Instructions to follow: Print the records again, character for character.

Recorded information:
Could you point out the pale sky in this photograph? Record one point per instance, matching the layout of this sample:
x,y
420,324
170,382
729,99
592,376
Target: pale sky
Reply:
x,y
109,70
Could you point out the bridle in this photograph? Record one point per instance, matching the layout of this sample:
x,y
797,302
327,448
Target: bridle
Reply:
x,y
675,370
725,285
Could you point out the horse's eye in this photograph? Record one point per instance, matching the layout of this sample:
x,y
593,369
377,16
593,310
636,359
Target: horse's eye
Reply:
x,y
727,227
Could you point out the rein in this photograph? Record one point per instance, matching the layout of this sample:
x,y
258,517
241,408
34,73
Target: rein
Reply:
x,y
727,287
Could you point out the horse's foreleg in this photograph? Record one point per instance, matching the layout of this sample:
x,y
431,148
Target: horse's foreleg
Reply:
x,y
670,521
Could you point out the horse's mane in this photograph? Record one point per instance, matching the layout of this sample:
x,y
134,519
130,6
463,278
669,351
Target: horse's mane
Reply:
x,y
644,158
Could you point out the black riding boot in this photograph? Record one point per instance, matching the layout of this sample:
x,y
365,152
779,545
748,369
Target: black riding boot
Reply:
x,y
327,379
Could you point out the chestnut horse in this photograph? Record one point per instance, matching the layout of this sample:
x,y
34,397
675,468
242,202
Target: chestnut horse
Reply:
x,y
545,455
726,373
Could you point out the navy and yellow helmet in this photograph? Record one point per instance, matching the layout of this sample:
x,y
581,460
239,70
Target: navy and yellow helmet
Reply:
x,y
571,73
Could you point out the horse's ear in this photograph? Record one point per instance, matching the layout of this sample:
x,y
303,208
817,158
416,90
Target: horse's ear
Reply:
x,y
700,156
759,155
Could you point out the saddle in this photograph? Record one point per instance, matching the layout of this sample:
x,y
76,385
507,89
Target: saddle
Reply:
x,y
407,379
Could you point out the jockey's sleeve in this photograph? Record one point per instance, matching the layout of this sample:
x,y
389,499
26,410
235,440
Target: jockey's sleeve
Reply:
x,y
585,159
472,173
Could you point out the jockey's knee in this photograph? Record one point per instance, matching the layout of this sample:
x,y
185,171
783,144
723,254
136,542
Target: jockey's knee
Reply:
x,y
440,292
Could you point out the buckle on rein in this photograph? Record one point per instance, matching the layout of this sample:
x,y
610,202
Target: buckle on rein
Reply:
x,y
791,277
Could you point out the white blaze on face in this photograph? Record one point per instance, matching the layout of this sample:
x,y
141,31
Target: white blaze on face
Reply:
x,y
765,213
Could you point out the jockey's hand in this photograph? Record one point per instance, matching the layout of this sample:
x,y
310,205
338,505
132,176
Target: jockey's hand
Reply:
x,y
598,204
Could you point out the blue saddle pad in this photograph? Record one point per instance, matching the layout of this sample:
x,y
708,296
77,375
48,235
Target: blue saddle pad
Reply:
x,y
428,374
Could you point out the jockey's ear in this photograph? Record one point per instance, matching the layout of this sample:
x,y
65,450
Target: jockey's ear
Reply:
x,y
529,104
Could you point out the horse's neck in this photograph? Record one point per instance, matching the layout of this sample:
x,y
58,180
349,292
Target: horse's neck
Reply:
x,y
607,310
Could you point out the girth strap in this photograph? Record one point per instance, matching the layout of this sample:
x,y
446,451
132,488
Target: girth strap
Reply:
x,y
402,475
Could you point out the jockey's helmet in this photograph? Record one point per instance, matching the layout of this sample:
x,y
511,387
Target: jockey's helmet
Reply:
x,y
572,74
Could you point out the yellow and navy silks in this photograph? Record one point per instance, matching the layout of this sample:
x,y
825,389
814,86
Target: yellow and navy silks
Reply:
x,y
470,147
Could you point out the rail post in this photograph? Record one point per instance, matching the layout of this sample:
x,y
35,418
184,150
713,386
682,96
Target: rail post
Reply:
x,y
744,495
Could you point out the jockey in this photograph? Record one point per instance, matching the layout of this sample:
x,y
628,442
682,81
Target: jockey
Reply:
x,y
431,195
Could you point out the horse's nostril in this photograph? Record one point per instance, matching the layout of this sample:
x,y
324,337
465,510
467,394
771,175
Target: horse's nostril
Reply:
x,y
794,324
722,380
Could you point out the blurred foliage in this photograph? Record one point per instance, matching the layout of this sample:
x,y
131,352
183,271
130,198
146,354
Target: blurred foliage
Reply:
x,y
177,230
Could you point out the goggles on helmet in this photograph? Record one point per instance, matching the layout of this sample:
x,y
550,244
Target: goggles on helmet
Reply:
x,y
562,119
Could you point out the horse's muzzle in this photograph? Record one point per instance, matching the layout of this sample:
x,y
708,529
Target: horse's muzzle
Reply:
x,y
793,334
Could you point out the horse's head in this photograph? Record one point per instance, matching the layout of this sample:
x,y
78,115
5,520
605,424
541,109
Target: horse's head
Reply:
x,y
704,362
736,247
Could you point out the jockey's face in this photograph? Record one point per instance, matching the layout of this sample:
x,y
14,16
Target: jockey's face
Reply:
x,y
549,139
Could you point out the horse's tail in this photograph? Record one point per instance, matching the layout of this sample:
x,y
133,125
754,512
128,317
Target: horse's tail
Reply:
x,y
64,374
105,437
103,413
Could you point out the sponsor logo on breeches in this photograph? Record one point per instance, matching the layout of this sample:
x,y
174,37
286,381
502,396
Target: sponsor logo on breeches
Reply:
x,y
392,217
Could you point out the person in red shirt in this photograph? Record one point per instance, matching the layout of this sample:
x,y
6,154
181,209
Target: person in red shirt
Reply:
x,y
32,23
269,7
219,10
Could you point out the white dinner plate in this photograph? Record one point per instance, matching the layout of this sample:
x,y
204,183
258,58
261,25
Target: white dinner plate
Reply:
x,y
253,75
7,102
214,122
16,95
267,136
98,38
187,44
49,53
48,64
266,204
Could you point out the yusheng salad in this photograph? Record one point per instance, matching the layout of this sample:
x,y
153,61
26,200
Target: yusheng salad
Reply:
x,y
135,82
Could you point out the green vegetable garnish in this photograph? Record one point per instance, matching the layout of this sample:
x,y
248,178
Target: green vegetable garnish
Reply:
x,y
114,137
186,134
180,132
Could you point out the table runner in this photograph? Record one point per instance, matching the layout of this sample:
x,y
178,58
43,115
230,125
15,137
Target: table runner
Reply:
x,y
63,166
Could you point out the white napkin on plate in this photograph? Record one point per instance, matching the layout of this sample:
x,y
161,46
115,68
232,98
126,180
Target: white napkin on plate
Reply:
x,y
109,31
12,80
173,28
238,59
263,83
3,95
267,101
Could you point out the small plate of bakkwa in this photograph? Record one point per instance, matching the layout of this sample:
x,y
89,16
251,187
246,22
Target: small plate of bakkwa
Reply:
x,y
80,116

Result for this exercise:
Could you point out the pale sky in this photograph? Record one point per instance, matching the layout of this sample:
x,y
420,324
170,382
729,99
592,376
Target: pale sky
Reply:
x,y
109,70
Could you point out the bridle in this photograph? Record one point per instance, matching the layout of this sample:
x,y
797,302
327,448
Target: bridle
Reply:
x,y
675,370
725,285
Could you point out the horse's eye in this photograph? Record one point per instance, matching the layout of this sample:
x,y
593,369
377,16
593,310
636,359
Target: horse's eye
Reply:
x,y
727,227
Could you point out the rein in this photograph? Record one point per instance, matching the layout of this sample:
x,y
258,517
241,408
34,73
Target: rein
Reply:
x,y
727,287
Could you point out the horse's foreleg in this photograph? Record one point per instance, matching the layout of this sample:
x,y
431,148
Target: horse's foreleg
Reply:
x,y
670,521
Could you point out the horse's mane in this photograph? Record one point per instance, matching the layout of this sample:
x,y
134,519
130,6
463,278
669,351
Target: horse's mane
Reply:
x,y
644,158
Could you point out the black riding boot in this photograph? Record one point per instance, matching the layout of this sample:
x,y
365,152
779,545
748,369
Target: black riding boot
Reply:
x,y
327,379
Could you point out the chestnut horse in this photograph? Record one point per instance, matching the layout of this sample:
x,y
34,397
675,468
242,202
Target: chestnut horse
Reply:
x,y
545,455
726,373
Could you point out the navy and yellow helmet in this photograph? Record one point per instance, matching the layout of this sample:
x,y
581,460
239,70
Target: navy and yellow helmet
Reply:
x,y
571,73
Could you point out the horse's ear in this photograph? Record one point per instance, matching the layout of this sample:
x,y
303,208
817,158
416,90
Target: horse's ear
Reply:
x,y
700,156
759,155
Could you point out the saddle in this photograph? Record one point per instance, matching the layout of this sample:
x,y
76,385
507,89
Target: saddle
Reply:
x,y
407,379
Could you point out the jockey's sleeve in this photograph? Record one point per instance, matching the layout of this sample:
x,y
389,499
26,410
235,440
Target: jockey's sleeve
Reply:
x,y
585,159
472,173
Could you point out the jockey's knee in this photograph? Record one point per instance, matching the layout of this sample:
x,y
185,171
783,144
723,254
136,542
Target: jockey's knee
Reply:
x,y
440,292
Could you point out the buckle on rein in this photograph? Record one point per instance, matching the layout of this sample:
x,y
610,202
Target: buckle on rein
Reply:
x,y
791,277
Could you point out the white blaze on face in this photograph? Record one point per instance, matching the layout of this sample:
x,y
141,31
Target: white blaze on face
Reply:
x,y
765,213
Could you point out the jockey's hand in this photograph? Record one point per instance, matching the layout of this sample:
x,y
310,205
338,505
132,176
Target: jockey's hand
Reply:
x,y
598,204
Could you point out the blue saddle pad in this photograph? Record one point per instance, matching the layout of this sample:
x,y
708,296
77,375
48,235
Target: blue saddle pad
Reply:
x,y
428,374
Could you point out the jockey's ear in this photograph? Record one point per instance, matching the layout of this sample:
x,y
65,450
Target: jockey's ear
Reply:
x,y
529,104
Could you point out the horse's neck in this photograph? Record one point per instance, matching the layout of this sample:
x,y
58,180
349,292
Target: horse's neck
Reply:
x,y
607,310
Could you point out the girth strap in this photograph? Record one point per instance, matching the layout of this sample:
x,y
446,451
132,488
Target: girth strap
Reply:
x,y
402,475
Could you point out the jockey's helmet in this photograph? Record one point per instance, matching the layout of this sample:
x,y
511,387
Target: jockey's helmet
Reply:
x,y
572,74
Could you point out the yellow and navy silks in this photograph? Record one point per instance, matching the layout of this sample:
x,y
825,389
814,86
Target: yellow and navy silks
Reply:
x,y
470,147
Could you point out the rail post in this photograph? Record one point per instance, matching the layout of this sample:
x,y
35,418
184,150
713,386
682,96
Target: rail post
Reply:
x,y
744,495
Could you point out the jockey in this photograph? Record one point per instance, matching the layout of this sample:
x,y
628,442
682,81
Target: jockey
Reply:
x,y
431,195
Could you point out the horse's nostril in this photograph? Record one point per instance, matching the layout of this sample:
x,y
324,337
465,510
467,394
771,175
Target: horse's nostril
Reply:
x,y
794,324
722,380
Could you point out the blurred foliage in this photograph? Record one point per instance, matching the layout of this sample:
x,y
131,352
183,271
130,198
146,354
Target: blurred foliage
Reply:
x,y
177,230
Could you point out the goggles on helmet in this photograph? Record one point per instance, matching the layout of this sample:
x,y
550,244
Target: goggles on helmet
Reply:
x,y
562,119
Could you point out the horse's muzzle in this photograph? Record one point per instance, matching the layout of this sample:
x,y
708,529
Target: horse's muzzle
Reply:
x,y
793,334
Could you point out the horse's head in this photograph? Record one point per instance, matching the layout of this sample:
x,y
78,115
5,520
605,424
541,109
Target: horse's head
Reply:
x,y
704,362
736,247
Could you point out the jockey's face in this photograph? Record one point per instance, matching the layout of this sample:
x,y
14,16
Target: jockey's face
Reply:
x,y
549,139
Could you point out the horse's tail in this photograph? Record one point per instance, matching the layout of this sample:
x,y
133,125
754,512
128,317
Target: horse's tail
Reply:
x,y
64,374
105,437
103,413
Could you point out the sponsor logo on breeches in this photograph? Record one point per instance, matching the layout of this sample:
x,y
174,37
286,381
502,396
Target: sponsor logo on breeches
Reply:
x,y
392,217
Could you point out the person in red shirt in this photograph? Record one point per instance, matching the layout of this sample:
x,y
6,154
181,209
Target: person in red shirt
Reply:
x,y
32,23
269,7
219,10
Could you point out the white dinner plate in this photograph? Record one point per instance, matching the layout of this sample:
x,y
204,183
258,58
261,25
Target: white dinner plate
Reply:
x,y
253,75
7,102
214,122
16,95
267,136
98,38
187,44
49,53
48,64
266,204
Could you point out the yusheng salad in this photograph? Record one point per instance, matching the layout of this sample:
x,y
153,61
26,200
Target: yusheng salad
Reply:
x,y
135,82
Could you point out the green vegetable garnish in this photograph? Record one point per instance, matching the layout of this sample:
x,y
248,178
Target: green vegetable garnish
Reply:
x,y
114,137
186,134
180,132
Could you point out the table runner in this photograph? Record one point per instance, matching the layout of this sample:
x,y
178,58
43,115
230,125
15,137
Target: table runner
Reply:
x,y
63,166
Could you point out the white napkin on plate in this photograph? Record one point per instance, matching the layout of this sample:
x,y
161,46
115,68
232,98
126,180
Target: white napkin on plate
Reply:
x,y
109,31
12,80
173,28
238,59
263,83
3,95
267,101
Could you point out the small plate of bakkwa in this photograph? Record one point per instance, matching the layout of this sample:
x,y
89,16
251,187
246,22
Target: small plate of bakkwa
Reply:
x,y
80,116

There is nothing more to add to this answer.